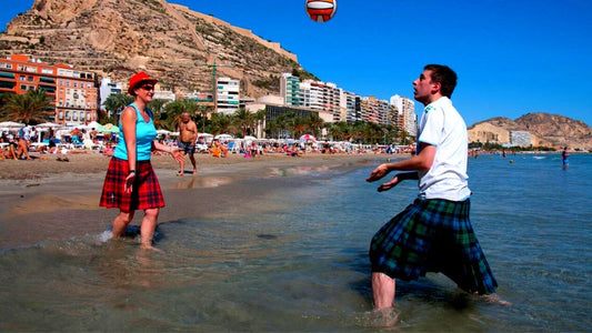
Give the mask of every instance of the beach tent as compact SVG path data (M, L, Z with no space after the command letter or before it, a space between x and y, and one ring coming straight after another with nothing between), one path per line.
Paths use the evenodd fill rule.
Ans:
M54 122L43 122L34 125L38 129L57 129L61 128L61 124Z
M20 122L13 122L13 121L3 121L3 122L0 122L0 128L14 130L14 129L24 128L24 124Z
M119 128L112 123L106 123L104 125L97 129L97 132L101 133L119 133Z
M213 135L210 133L198 133L198 142L212 142Z
M220 141L228 141L228 140L233 140L234 137L232 137L230 134L218 134L213 139L218 139Z
M94 121L94 120L91 121L91 122L89 122L89 124L87 125L88 129L92 129L92 130L97 130L97 129L100 128L100 127L101 127L101 124L98 123L98 122Z

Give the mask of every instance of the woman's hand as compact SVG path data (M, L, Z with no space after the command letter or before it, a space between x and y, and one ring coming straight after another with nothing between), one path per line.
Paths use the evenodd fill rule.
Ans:
M378 181L379 179L382 179L387 174L389 174L391 170L389 169L389 164L380 164L377 167L377 169L372 170L370 172L370 176L365 179L367 182L373 182Z

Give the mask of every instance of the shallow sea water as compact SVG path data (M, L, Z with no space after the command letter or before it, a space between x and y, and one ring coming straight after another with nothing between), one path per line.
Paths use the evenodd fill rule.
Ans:
M162 221L164 253L139 251L133 238L108 241L107 231L3 251L0 330L592 330L591 155L572 155L568 170L559 155L470 160L473 226L513 306L429 274L398 282L391 329L371 313L368 245L417 184L378 193L364 181L372 167L279 170L281 186L245 180L269 190L248 204L238 198L225 216Z

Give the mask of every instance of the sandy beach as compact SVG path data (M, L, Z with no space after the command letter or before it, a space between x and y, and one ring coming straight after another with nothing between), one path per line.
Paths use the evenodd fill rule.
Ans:
M43 241L97 234L110 225L116 210L99 208L99 196L109 158L99 153L42 154L30 161L0 161L0 251L30 246ZM68 162L57 158L68 157ZM177 176L178 164L165 155L152 158L167 206L160 223L185 216L240 213L249 200L290 179L323 172L347 171L372 164L387 155L305 154L292 158L268 154L224 159L197 154L198 174L187 160L185 175ZM264 181L253 185L252 181ZM132 224L139 224L138 214Z

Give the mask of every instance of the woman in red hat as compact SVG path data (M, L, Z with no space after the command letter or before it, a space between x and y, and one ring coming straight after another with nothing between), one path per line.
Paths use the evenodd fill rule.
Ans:
M157 129L147 105L152 101L157 82L144 72L130 79L128 93L136 100L121 112L119 142L109 162L100 201L101 206L119 208L112 229L116 239L126 232L136 210L143 210L141 246L150 250L159 210L164 206L158 178L150 164L151 152L168 152L177 161L183 158L178 150L154 140Z

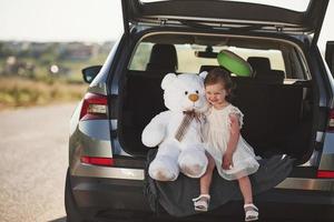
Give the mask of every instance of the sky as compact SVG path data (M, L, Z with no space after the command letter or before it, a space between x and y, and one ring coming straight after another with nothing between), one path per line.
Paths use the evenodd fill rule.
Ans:
M284 1L289 6L303 0L276 2ZM334 40L333 12L330 1L321 48ZM0 40L101 42L116 40L121 32L120 0L0 0Z

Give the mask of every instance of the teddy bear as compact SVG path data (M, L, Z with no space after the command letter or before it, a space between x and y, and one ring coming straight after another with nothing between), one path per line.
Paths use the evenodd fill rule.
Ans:
M200 178L207 168L204 148L204 112L208 109L204 77L168 73L161 81L167 111L160 112L145 127L141 141L148 148L158 145L148 168L150 178L174 181L179 172Z

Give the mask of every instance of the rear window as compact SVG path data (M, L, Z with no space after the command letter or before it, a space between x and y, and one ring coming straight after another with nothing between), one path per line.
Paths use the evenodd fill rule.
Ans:
M159 2L159 1L166 1L166 0L141 0L144 3L149 2ZM228 0L225 0L228 1ZM293 3L291 0L229 0L229 1L236 1L236 2L248 2L248 3L259 3L259 4L266 4L272 7L279 7L284 9L289 9L294 11L306 11L310 0L294 0Z
M140 42L132 56L129 64L129 70L145 71L149 63L153 46L151 42ZM174 44L177 52L178 67L176 72L191 72L197 73L202 65L219 65L216 58L199 58L195 53L197 51L205 51L207 46L198 44ZM245 49L237 47L213 47L214 52L219 52L223 49L228 49L236 54L240 56L245 60L249 57L268 58L271 61L271 68L274 70L282 70L285 72L285 65L282 52L279 50L257 50Z
M198 73L203 65L218 67L218 61L216 57L213 56L223 49L227 49L245 60L249 60L250 58L267 60L269 63L268 69L281 71L284 73L284 79L311 79L305 74L306 67L302 62L302 54L297 53L298 50L295 50L293 46L286 42L281 43L275 40L249 38L232 39L229 37L169 36L150 36L139 42L135 48L128 69L132 71L146 71L151 62L150 60L155 60L155 62L158 61L161 63L161 67L164 67L164 63L169 62L166 61L169 60L168 58L165 56L151 58L154 46L163 43L173 46L176 50L177 65L175 72L177 73ZM198 56L198 52L206 51L213 53L202 57Z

────────────────────

YOUR OBJECTIVE: Switch "rear window" to "back window" in the part of the entries that opens with the line containing "Give the mask of every instance of the sky" and closes at the end of the entries. Give that part again with everything else unchanged.

SOLUTION:
Give the mask of every instance of the sky as compact SVG path data (M, L, Z with no space after the command letter or before it, a space between x and y, and one ring coming straight after another with nothing between), one path per line.
Paths use the evenodd fill rule.
Ans:
M284 1L289 6L303 0L276 2ZM334 40L333 12L330 1L321 48ZM0 40L101 42L116 40L121 32L120 0L0 0Z

Give the mask of every instance of the teddy bear as compact SVG path data (M, L, Z with no space after the command letter or before it, a space between x and y, and one ring coming straight after another with nothing between), one path per line.
Paths use the evenodd fill rule.
Ans:
M200 178L207 168L204 148L204 112L208 109L204 77L168 73L161 81L167 111L160 112L145 127L141 141L148 148L158 145L148 168L150 178L174 181L179 172Z

Give the mask of every instance of the back window as compact SVG path data (M, L, Z with no space after the command letter or before it, a space between x and y, and one ring coming straight after another with nothing between), one path per line.
Paths use the evenodd fill rule.
Ans:
M159 2L159 1L166 1L166 0L141 0L144 3L149 2ZM228 0L225 0L228 1ZM293 3L291 0L229 0L229 1L236 1L236 2L248 2L248 3L259 3L259 4L266 4L272 7L279 7L284 9L289 9L294 11L306 11L310 0L294 0Z
M140 42L132 56L129 64L129 70L145 71L149 63L153 46L151 42ZM174 44L177 52L178 67L176 72L191 72L197 73L202 65L219 65L216 58L199 58L195 53L197 51L205 51L207 46L198 44ZM245 49L237 47L213 47L214 52L219 52L223 49L228 49L236 54L240 56L245 60L249 57L268 58L271 61L271 68L274 70L282 70L285 72L285 65L282 52L279 50L257 50Z
M198 73L203 65L218 67L218 61L216 57L213 56L223 49L227 49L245 60L249 60L250 58L267 60L269 63L268 69L281 71L284 73L284 79L311 79L305 74L306 67L302 62L302 54L297 53L298 50L295 50L293 46L286 42L281 43L275 40L249 38L232 39L229 37L169 36L150 36L139 42L135 48L128 69L132 71L146 71L151 62L150 60L155 60L155 62L158 61L161 63L161 67L164 67L164 63L169 62L166 61L169 60L168 58L165 56L151 58L154 46L163 43L173 46L176 50L177 65L175 72L177 73ZM198 56L198 52L206 51L213 53L202 57Z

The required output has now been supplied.